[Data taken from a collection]
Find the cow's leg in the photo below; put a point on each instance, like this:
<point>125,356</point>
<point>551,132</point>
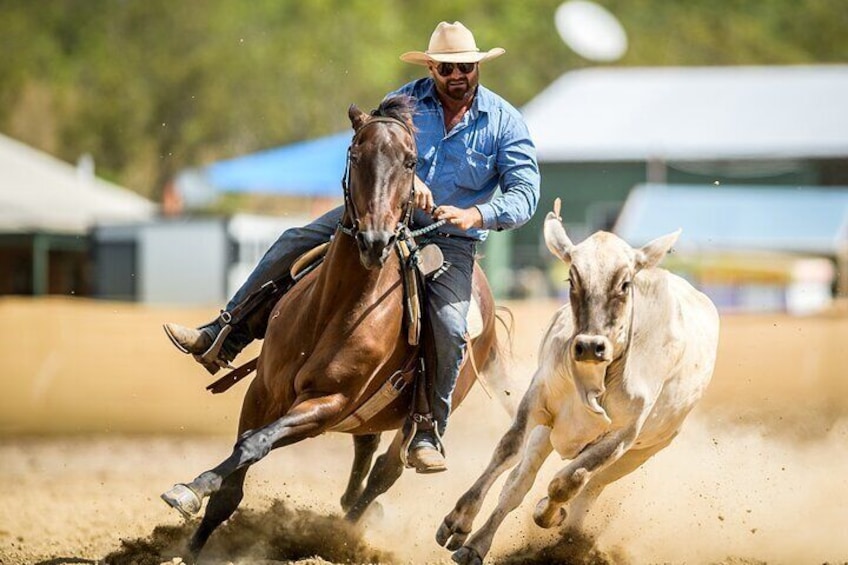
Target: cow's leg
<point>306,419</point>
<point>567,483</point>
<point>387,469</point>
<point>514,490</point>
<point>364,447</point>
<point>579,507</point>
<point>457,525</point>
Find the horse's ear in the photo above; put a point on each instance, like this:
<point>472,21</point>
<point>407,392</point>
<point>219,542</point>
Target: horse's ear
<point>357,117</point>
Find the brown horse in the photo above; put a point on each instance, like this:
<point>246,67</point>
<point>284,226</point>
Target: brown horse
<point>336,337</point>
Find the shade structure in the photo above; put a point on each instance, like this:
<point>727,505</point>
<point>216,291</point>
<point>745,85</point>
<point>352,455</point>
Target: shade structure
<point>311,168</point>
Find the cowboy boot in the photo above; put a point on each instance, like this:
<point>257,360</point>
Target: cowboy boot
<point>214,345</point>
<point>426,454</point>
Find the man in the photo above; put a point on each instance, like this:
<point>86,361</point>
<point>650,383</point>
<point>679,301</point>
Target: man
<point>470,141</point>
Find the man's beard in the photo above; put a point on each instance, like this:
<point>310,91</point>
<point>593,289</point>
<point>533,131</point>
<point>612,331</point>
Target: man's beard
<point>459,90</point>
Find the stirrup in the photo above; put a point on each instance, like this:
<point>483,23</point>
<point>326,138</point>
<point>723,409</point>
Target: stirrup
<point>211,355</point>
<point>416,420</point>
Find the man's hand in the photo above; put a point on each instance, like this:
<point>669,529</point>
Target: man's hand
<point>423,196</point>
<point>463,218</point>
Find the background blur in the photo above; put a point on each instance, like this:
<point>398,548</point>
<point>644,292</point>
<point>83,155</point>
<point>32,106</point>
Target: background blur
<point>229,120</point>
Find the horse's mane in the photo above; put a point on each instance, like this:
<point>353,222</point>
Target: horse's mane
<point>400,106</point>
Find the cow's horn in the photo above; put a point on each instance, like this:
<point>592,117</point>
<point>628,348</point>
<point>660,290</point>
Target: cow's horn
<point>594,405</point>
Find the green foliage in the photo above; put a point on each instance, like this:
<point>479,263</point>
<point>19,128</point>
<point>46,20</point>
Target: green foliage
<point>150,87</point>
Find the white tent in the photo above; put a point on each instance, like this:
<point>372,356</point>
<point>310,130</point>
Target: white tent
<point>692,113</point>
<point>40,193</point>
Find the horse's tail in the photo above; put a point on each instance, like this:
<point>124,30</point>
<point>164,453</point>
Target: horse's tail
<point>498,371</point>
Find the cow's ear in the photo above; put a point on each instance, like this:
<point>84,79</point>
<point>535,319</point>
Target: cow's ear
<point>653,253</point>
<point>357,117</point>
<point>555,236</point>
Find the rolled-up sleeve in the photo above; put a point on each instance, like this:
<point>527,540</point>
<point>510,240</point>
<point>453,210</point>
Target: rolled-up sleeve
<point>519,178</point>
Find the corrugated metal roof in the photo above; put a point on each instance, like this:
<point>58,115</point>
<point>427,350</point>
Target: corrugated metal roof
<point>41,193</point>
<point>694,113</point>
<point>805,220</point>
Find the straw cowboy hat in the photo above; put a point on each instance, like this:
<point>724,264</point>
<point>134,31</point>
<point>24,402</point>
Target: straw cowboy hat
<point>451,43</point>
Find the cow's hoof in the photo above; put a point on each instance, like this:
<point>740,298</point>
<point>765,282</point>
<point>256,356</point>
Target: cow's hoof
<point>547,515</point>
<point>451,538</point>
<point>183,499</point>
<point>467,556</point>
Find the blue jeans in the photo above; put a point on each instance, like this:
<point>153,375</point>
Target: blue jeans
<point>448,297</point>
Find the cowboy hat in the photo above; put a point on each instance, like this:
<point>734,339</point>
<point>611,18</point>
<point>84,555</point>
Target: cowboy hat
<point>451,43</point>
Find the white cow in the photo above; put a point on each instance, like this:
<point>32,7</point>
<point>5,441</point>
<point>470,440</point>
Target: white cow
<point>620,367</point>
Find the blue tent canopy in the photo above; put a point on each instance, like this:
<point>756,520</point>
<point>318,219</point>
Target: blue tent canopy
<point>308,168</point>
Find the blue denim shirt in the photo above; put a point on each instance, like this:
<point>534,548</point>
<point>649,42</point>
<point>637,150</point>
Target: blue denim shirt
<point>490,147</point>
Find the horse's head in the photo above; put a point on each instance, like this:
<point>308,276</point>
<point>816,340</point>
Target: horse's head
<point>380,177</point>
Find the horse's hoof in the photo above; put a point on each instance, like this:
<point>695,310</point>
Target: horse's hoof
<point>548,516</point>
<point>467,556</point>
<point>183,499</point>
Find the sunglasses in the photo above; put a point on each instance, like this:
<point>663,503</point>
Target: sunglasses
<point>446,69</point>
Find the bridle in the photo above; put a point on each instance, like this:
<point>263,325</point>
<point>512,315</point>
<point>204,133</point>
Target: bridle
<point>350,209</point>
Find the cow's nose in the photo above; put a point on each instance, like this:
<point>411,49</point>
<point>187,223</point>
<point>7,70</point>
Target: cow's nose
<point>591,348</point>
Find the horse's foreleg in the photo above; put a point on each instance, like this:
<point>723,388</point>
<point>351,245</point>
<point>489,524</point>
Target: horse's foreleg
<point>306,419</point>
<point>221,506</point>
<point>386,471</point>
<point>364,447</point>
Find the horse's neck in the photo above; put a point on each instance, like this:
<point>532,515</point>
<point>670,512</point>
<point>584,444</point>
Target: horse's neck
<point>344,282</point>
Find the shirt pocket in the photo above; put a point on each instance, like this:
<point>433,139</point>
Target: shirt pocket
<point>475,170</point>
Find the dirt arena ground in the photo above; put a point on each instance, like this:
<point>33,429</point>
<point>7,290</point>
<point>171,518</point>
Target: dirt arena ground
<point>99,415</point>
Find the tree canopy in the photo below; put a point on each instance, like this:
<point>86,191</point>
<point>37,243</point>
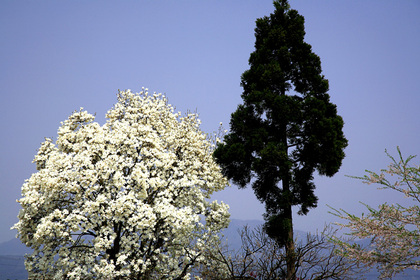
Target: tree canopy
<point>126,200</point>
<point>393,229</point>
<point>286,128</point>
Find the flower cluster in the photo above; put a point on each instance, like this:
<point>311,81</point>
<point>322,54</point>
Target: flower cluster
<point>129,199</point>
<point>394,229</point>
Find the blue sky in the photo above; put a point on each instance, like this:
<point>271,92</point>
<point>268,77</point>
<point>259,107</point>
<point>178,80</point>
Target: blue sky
<point>58,56</point>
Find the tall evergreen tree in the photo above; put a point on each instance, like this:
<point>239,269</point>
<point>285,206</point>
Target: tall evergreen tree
<point>286,127</point>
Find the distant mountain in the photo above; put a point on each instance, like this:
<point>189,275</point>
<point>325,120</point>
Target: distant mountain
<point>12,253</point>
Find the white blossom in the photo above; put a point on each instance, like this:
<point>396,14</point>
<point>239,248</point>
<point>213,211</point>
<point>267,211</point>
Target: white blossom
<point>127,200</point>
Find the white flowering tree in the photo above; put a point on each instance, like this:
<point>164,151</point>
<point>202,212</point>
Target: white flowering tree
<point>394,230</point>
<point>126,200</point>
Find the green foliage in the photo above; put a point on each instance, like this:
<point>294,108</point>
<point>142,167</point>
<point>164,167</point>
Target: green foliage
<point>286,128</point>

REQUEST — Give the lines of the entries above as a numbered list, from the very first line through the line holding "<point>426,454</point>", both ends included, and skip any blank lines. Leave out the pictures.

OUTPUT OF THE EXERCISE —
1. Find the cow's leg in the photo below; put a point on each instance, like this:
2. <point>125,356</point>
3. <point>551,132</point>
4. Target: cow's leg
5. <point>306,419</point>
6. <point>567,483</point>
7. <point>387,469</point>
8. <point>514,490</point>
9. <point>364,447</point>
10. <point>579,507</point>
11. <point>457,525</point>
12. Find the horse's ear in the photo above; put a point on each instance, like this:
13. <point>472,21</point>
14. <point>407,392</point>
15. <point>219,542</point>
16. Target: horse's ear
17. <point>357,117</point>
18. Find the brown horse in the photo above; put a point on each instance, like this:
19. <point>246,67</point>
20. <point>284,226</point>
21. Target: brown horse
22. <point>336,337</point>
23. Find the shade structure in the photo above; put a point on each instance, like this:
24. <point>727,505</point>
25. <point>216,291</point>
26. <point>745,85</point>
27. <point>352,455</point>
28. Target: shade structure
29. <point>311,168</point>
30. Find the cowboy boot in the photo above; put a point on each instance, like this:
31. <point>257,360</point>
32. Target: cowboy boot
33. <point>214,345</point>
34. <point>426,454</point>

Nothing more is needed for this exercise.